=== Consignes des tâches ===
• 1. D'après le passage fourni, dans quel restaurant Eric-Emmanuel Schmitt et Bernard Delvaux se sont-ils retrouvés ?
• 2. Dressez la liste de tous les sujets sur lesquels les deux hommes ont échangé leurs points de vue lors du déjeuner, selon le passage fourni.

=== Passage fourni ===
Littérature, musique, management… Eric-Emmanuel Schmitt et Bernard Delvaux se mettent à table

© LAURIE DIEFFEMBACQ (BELGAIMAGE)

A l’invitation de Trends-Tendances, le patron de la Sonaca a lu le dernier roman d’Eric-Emmanuel Schmitt, “Madame Pylinska et le secret de Chopin”. Les deux hommes se sont ensuite retrouvés pour un déjeuner étoilé, histoire d’échanger leurs points du vue sur la littérature, le coaching, la musique, l’ambition et le management. Morceaux choisis.

A neuf ans, Eric-Emmanuel Schmitt a été ébloui par la grâce de Chopin. L’écrivain franco-belge le raconte aujourd’hui dans un nouveau roman qui fait la part belle à l’apprentissage de la musique et, surtout, de la vie. Passionné de rock et de littérature, Bernard Delvaux ne pouvait pas rester insensible à Madame Pylinska et le secret de Chopin. Nous avons donc invité le CEO de la Sonaca à se perdre dans le dernier livre d’Eric-Emmanuel Schmitt et à débattre avec l’auteur prolifique à la table de l’Ecailler du Palais Royal à Bruxelles.

=== Données recueillies ===
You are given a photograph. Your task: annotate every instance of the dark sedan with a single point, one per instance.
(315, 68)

=== Réponses par tâche ===
• 1. À la table de l'Ecailler du Palais Royal, à Bruxelles.

• 2. La littérature, le coaching, la musique, l'ambition et le management.